▶ _THE TASK_:
Find every line in the rows below that contains the word "bird", and copy each of those lines in full.

▶ _INPUT RECORDS_:

============

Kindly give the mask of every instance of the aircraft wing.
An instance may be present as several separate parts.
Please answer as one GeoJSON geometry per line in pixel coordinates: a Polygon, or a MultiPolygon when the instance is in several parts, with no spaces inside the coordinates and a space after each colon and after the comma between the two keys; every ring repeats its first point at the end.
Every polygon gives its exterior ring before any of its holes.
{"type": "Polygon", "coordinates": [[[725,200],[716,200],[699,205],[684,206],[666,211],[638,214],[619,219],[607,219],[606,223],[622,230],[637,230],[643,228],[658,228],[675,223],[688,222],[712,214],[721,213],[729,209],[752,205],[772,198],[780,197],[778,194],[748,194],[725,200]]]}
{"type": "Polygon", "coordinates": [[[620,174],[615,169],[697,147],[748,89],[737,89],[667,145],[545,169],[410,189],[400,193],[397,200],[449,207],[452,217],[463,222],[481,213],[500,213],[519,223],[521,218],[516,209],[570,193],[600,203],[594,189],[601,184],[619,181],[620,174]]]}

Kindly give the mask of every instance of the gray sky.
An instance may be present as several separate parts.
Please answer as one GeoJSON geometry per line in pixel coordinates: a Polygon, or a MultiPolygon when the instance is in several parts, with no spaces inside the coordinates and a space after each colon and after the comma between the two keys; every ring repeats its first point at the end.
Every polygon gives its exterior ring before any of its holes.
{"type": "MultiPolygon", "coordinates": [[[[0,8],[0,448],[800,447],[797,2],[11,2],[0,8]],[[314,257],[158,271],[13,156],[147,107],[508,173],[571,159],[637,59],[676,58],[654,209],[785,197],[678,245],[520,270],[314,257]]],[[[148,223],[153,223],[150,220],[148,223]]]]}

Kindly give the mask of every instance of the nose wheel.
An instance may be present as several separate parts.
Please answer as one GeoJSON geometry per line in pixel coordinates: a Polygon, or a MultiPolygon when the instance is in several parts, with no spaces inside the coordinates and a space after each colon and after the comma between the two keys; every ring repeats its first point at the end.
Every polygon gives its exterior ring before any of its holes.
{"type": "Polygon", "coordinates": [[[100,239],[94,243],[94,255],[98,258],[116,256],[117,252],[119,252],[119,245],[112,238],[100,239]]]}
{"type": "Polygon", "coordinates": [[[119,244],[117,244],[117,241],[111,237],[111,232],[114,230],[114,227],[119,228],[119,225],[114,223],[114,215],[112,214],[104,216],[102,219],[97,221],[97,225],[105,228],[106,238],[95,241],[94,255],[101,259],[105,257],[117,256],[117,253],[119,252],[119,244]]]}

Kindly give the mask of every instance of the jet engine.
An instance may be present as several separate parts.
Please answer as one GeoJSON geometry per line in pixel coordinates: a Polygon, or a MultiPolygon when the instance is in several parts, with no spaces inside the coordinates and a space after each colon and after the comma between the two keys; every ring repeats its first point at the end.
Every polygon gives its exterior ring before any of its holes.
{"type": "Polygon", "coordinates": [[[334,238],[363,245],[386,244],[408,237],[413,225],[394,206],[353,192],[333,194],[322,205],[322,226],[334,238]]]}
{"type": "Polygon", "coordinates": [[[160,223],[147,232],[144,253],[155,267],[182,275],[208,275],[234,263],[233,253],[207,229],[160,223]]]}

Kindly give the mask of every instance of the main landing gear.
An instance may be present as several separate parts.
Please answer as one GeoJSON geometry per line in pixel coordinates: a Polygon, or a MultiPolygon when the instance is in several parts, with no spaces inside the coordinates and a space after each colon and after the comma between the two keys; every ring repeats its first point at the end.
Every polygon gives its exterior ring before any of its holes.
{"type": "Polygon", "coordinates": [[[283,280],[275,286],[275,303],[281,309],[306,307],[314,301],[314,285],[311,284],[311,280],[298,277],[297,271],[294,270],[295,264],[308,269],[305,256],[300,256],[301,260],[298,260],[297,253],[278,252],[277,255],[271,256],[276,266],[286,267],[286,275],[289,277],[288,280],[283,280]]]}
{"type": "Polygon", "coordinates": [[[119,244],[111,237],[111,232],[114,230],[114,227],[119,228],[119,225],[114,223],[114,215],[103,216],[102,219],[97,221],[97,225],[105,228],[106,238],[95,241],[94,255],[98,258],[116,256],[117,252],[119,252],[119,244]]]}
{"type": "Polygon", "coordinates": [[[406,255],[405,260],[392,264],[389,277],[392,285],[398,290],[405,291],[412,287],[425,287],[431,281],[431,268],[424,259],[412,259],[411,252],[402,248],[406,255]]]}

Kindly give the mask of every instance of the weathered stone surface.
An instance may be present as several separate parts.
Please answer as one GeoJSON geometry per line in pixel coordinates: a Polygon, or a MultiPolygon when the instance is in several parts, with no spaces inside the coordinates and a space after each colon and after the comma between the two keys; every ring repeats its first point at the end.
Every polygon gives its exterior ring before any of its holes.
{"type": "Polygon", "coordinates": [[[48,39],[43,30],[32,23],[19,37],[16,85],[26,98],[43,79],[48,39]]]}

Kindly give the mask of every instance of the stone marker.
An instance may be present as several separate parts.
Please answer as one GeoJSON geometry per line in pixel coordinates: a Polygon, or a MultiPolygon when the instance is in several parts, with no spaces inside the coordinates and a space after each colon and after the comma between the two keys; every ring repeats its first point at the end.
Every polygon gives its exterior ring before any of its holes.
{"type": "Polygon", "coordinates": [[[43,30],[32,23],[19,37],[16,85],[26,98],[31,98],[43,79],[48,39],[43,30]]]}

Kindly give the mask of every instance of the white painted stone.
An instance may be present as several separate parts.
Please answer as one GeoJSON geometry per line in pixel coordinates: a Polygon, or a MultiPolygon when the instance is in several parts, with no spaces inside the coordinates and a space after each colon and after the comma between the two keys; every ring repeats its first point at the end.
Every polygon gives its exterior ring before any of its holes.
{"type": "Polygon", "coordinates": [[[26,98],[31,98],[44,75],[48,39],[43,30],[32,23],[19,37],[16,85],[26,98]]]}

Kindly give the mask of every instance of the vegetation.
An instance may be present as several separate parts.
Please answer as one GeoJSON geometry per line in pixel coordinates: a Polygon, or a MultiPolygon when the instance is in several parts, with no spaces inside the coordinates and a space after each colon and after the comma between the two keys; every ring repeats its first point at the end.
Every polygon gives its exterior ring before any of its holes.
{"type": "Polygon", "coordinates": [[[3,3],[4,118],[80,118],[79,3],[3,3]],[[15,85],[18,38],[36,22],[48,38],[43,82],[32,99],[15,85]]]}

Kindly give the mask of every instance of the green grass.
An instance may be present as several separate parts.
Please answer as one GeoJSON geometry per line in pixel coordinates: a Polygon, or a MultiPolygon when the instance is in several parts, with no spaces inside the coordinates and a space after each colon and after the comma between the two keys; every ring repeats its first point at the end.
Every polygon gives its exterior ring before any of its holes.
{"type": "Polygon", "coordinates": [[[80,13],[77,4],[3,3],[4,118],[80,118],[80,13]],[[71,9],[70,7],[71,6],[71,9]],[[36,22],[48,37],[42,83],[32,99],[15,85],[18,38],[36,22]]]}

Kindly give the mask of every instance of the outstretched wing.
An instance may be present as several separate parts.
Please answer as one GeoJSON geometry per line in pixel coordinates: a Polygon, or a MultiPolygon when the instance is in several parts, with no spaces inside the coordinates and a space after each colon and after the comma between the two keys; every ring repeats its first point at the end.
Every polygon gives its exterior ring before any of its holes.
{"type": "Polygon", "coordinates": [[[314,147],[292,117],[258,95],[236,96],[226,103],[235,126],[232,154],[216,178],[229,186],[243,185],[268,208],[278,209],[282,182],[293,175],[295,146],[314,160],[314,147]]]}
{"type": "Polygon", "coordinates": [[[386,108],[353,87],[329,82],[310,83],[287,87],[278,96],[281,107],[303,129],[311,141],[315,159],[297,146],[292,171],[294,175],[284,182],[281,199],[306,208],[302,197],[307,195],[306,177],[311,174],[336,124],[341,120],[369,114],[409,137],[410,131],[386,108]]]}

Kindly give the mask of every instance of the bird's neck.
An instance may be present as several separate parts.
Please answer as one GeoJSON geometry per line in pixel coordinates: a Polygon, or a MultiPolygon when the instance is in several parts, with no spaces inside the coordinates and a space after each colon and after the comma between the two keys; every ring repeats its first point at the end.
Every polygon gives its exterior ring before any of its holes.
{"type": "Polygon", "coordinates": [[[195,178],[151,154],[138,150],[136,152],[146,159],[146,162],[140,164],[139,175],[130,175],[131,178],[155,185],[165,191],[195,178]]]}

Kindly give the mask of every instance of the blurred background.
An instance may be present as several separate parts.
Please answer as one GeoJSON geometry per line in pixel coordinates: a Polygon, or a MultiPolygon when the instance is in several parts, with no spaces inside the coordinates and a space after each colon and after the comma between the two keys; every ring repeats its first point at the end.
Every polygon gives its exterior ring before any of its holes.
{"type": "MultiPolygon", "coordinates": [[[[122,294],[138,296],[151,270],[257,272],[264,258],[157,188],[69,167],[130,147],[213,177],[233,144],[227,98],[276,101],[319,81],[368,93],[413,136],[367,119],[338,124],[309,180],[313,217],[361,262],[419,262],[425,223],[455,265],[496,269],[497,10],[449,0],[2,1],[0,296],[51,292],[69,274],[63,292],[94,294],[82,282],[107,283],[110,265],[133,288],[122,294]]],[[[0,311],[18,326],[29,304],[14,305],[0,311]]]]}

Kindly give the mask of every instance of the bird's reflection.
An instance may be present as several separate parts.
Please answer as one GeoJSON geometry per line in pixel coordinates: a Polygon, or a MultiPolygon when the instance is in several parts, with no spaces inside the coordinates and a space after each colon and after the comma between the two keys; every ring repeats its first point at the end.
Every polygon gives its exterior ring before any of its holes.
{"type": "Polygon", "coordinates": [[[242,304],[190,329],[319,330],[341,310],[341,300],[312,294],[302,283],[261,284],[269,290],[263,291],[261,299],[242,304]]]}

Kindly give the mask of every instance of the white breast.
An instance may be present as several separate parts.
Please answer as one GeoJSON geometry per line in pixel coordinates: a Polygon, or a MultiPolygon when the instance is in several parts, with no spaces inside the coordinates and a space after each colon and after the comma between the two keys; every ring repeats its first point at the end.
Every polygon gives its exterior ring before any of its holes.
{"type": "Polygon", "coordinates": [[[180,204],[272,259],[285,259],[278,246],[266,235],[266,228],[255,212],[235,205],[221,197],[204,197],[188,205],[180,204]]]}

============

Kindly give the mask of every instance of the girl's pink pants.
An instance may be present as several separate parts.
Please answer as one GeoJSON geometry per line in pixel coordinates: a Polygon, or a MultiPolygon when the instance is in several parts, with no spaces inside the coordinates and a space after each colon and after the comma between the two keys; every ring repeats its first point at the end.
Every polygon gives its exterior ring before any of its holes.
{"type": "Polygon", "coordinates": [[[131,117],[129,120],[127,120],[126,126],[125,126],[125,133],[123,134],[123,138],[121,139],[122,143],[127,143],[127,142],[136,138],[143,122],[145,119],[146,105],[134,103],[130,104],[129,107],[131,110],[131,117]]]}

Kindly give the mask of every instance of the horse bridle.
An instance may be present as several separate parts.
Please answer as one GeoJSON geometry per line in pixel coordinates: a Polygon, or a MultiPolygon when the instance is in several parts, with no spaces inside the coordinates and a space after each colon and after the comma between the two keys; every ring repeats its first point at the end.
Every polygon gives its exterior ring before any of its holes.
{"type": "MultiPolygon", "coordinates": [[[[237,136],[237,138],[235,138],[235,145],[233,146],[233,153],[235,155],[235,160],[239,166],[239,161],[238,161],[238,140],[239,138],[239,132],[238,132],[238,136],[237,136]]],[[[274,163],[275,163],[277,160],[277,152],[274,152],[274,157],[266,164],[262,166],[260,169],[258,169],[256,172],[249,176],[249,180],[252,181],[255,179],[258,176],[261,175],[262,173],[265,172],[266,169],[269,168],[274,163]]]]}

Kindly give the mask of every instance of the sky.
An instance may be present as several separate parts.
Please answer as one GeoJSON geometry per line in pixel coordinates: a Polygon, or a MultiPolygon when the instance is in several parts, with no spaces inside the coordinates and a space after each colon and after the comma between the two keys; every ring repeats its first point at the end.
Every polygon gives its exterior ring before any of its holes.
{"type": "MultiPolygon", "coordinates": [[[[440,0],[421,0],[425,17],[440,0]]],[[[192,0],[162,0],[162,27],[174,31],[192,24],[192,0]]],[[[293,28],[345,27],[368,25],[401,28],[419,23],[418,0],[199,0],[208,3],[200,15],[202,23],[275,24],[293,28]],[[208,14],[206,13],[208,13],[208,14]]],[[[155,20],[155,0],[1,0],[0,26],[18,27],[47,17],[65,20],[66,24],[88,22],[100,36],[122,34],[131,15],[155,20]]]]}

============

▶ _SOLUTION FOR THIS TASK_:
Kindly give the mask of every instance of the bird's neck.
Kindly give the mask of every instance of the bird's reflection.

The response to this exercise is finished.